#### Source passage:
--- start ---
Thursday, December 25, 2008
"Doing it yourself these days?" asks the Depression-era ad for bleach. It shows pampered hands wading in a tub full of laundry.
There's more doing-it-yourself in this Great Recession, as well. The economic downturn has stripped the bubble bourgeoisie of the funds required to employ an army of house cleaners, nannies, personal trainers, dog walkers and other hired helpers.
It was very 2005 to read of couples using a service to water the two tomato plants on their deck. And of teenage daughters being given their own private Pilates instruction.
For all but the richest, that level of personal assistance has crashed with the stock market and the popped real estate blister. Some outsourcers of chores are cutting out; others are cutting back. A few are reportedly trying to pass their own pay reductions down the employment chain. Not attractive.
This trend is very unfortunate for the providers of these services. Many lawn, housecleaning and child-care workers are immigrants, and their falling incomes are hurting economies in Central America and the Caribbean.
For their downwardly mobile patrons, however, the assumption of personal tasks can be character-building. Walking one's dog is healthy exercise. And spending more time raising one's own children can be good for the family.
Many two-income couples hired a nanny to care for their children while they were at work. But some added the night nanny -- or "newborn specialist" -- lest they be awakened by a crying baby at 2 a.m.
Agencies that provided night nannies made that "need" sound so middle class. One such company sadly noted that parents of young children no longer have family down the street to help them out. Did the grandmas of yore go out in their bathrobes to comfort their crying grandchildren? Don't think so.
In olden times, a vacation gave working couples the opportunity to act as the daytime parents they could not be ordinarily. But many decided they didn't want to spend their free time on child care. They wanted to ski and kayak and go to wine tastings -- and so they brought the nanny along on vacations.
--- end ---
#### Problem description:
Echo the passage on hired help word for word, everything from "Agencies that provided" down to "Don't think so.". The lines that come next are separate material, not part of the passage on hired help.

#### Items:
--- start ---
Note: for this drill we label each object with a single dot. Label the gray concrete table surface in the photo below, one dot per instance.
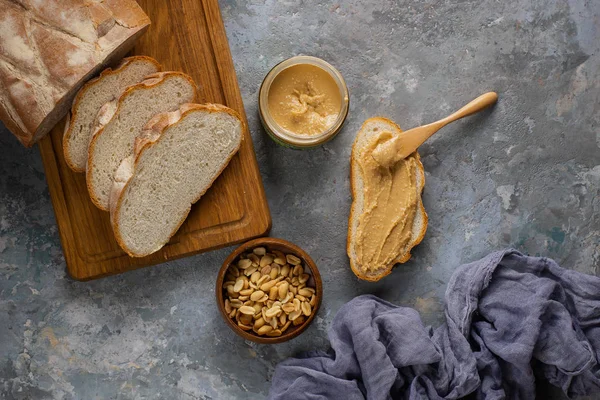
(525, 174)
--- end ---
--- start ---
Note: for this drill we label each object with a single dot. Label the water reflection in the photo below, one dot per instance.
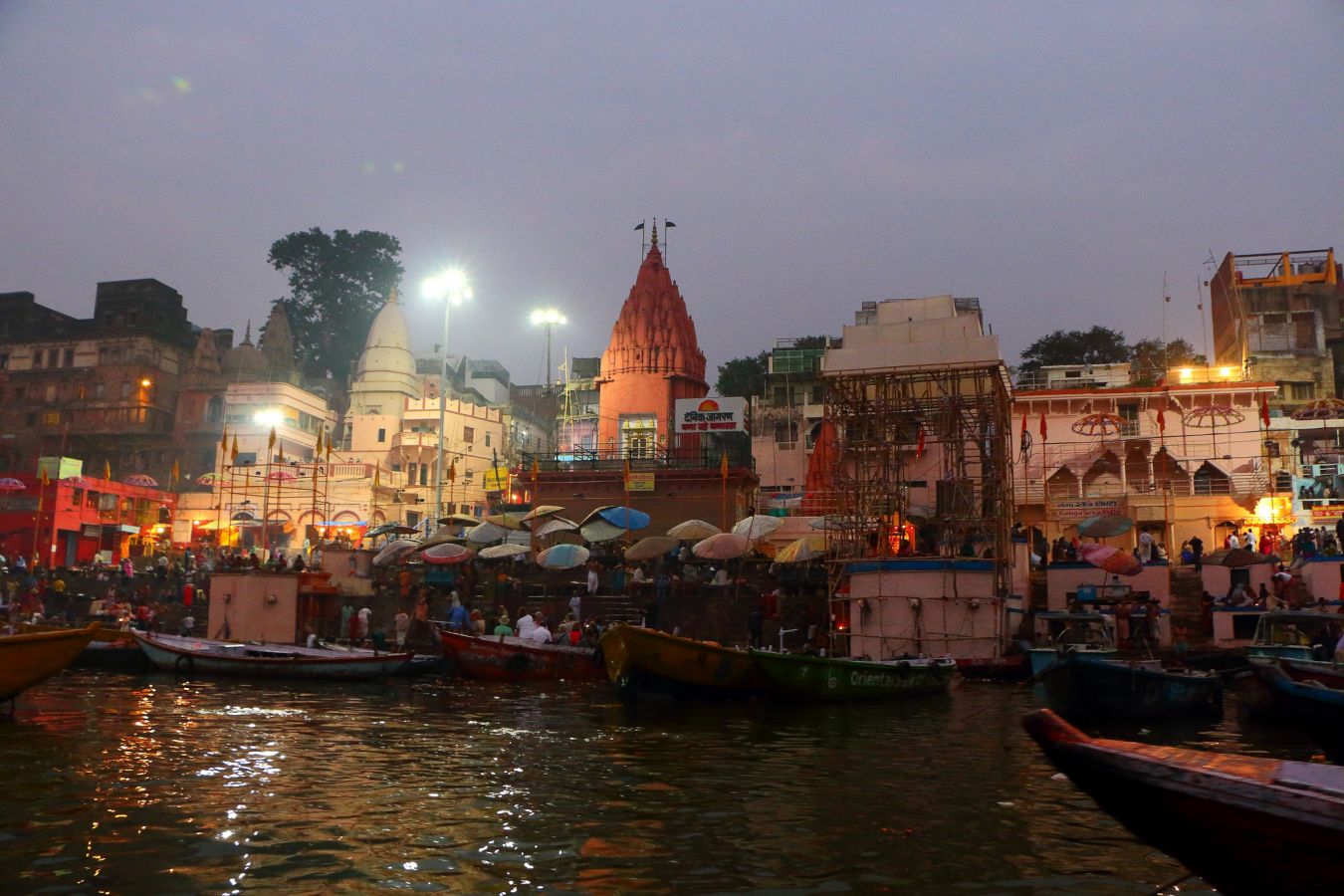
--- end ---
--- start ---
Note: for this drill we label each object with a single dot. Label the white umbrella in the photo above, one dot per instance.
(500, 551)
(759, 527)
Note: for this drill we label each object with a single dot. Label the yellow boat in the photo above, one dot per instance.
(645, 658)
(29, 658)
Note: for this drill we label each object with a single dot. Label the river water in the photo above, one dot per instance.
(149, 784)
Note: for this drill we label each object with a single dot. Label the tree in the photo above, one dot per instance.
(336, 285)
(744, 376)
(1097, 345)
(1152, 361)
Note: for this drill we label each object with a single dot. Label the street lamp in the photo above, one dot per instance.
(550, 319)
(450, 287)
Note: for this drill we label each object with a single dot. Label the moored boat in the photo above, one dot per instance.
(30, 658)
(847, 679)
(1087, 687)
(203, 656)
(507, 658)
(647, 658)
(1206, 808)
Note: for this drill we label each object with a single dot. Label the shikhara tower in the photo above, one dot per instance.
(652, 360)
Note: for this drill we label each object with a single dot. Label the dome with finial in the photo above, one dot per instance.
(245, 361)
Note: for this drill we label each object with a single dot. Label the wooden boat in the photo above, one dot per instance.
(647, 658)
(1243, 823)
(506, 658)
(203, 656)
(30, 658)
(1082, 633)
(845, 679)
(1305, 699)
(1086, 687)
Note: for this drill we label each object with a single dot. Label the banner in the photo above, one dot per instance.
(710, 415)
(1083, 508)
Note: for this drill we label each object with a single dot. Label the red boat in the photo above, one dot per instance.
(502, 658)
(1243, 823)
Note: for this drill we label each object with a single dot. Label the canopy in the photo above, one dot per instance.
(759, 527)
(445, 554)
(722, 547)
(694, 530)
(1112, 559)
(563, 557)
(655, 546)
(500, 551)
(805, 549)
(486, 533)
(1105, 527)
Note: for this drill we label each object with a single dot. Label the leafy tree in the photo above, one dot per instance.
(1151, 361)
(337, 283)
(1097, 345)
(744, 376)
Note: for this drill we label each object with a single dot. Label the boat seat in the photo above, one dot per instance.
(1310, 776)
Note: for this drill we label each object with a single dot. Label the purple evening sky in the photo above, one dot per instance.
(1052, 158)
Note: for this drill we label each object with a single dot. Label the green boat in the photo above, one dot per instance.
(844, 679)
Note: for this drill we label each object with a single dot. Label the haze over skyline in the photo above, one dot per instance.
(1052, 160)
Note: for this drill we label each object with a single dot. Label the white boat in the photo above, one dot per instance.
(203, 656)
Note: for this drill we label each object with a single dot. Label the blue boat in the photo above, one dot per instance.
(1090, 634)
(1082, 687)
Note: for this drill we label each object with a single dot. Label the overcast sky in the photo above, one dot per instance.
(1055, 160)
--- end ---
#### Right answer:
Agencies that provided night nannies made that "need" sound so middle class. One such company sadly noted that parents of young children no longer have family down the street to help them out. Did the grandmas of yore go out in their bathrobes to comfort their crying grandchildren? Don't think so.